Three-time world champion Óscar Freire has some harsh words for controversial Italian rider Riccardo Riccò, who was hospitalized this week after what Italian authorities believe might be a possible botched blood transfusion. Riccò has yet to speak directly to authorities, but Italian officials are following up on alleged statements by…

Three-time world champion Óscar Freire has some harsh words for controversial Italian rider Riccardo Riccò, who was hospitalized this week after what Italian authorities believe might be a possible botched blood transfusion.

Riccò has yet to speak directly to authorities, but Italian officials are following up on alleged statements by Riccò to doctors that suggested he accidentally injected himself with contaminated blood.

The Riccò news, who is coming off a ban for CERA-EPO during the 2008 Tour de France, has rocked the cycling community, already struggling with trying to regain its credibility among fans and media after a seemingly endless string of doping scandals.

- Exercise description
Rewrite the article on Riccardo Riccò from "The Riccò news, who" up to and including "of doping scandals.", replacing "doping scandals" with "drug scandals". The items have no connection to the article on Riccardo Riccò.

Saved records
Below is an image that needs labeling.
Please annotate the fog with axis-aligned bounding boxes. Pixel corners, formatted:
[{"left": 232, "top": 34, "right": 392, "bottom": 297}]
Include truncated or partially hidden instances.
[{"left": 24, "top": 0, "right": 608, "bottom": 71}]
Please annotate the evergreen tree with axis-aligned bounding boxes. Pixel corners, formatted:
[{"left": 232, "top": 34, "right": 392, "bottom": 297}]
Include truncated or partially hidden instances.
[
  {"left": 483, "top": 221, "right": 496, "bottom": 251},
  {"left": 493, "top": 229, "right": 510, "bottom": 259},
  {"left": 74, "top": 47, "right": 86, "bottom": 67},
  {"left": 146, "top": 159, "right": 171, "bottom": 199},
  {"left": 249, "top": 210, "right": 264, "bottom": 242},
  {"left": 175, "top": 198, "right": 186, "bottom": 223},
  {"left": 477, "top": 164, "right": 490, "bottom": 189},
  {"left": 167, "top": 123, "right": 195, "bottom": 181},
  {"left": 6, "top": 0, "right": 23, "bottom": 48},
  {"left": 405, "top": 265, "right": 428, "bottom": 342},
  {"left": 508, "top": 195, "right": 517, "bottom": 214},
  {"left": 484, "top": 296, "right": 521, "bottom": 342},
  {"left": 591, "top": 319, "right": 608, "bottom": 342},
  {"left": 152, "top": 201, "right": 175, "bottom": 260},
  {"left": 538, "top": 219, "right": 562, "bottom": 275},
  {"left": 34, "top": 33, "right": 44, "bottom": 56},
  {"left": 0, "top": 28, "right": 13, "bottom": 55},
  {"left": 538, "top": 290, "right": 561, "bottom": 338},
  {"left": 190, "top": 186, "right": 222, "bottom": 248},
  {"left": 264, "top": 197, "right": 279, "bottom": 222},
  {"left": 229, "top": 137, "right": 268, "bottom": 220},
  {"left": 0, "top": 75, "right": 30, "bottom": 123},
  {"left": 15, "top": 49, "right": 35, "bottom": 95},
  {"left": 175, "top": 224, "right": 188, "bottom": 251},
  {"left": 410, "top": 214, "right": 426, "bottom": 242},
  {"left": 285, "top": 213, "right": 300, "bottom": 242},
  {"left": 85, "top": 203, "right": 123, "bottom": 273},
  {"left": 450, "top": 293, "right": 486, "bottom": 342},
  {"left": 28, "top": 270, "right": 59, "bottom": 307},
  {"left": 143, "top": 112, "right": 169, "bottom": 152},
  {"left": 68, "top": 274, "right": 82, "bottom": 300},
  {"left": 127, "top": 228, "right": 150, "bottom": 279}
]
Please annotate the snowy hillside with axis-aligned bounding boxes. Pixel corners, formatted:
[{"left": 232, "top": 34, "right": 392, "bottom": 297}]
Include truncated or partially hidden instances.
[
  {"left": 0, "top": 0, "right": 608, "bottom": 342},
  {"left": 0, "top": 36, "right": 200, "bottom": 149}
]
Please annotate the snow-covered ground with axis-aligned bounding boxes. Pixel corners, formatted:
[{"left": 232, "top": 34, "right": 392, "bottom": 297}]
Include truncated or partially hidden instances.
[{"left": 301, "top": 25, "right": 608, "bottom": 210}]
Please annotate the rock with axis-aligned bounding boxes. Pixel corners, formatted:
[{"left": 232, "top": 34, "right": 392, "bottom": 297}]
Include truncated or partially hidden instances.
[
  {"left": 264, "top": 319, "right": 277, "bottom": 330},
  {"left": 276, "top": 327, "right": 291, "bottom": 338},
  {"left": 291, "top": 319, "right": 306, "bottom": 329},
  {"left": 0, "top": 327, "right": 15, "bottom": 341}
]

- Response to this task
The Riccò news, who is coming off a ban for CERA-EPO during the 2008 Tour de France, has rocked the cycling community, already struggling with trying to regain its credibility among fans and media after a seemingly endless string of drug scandals.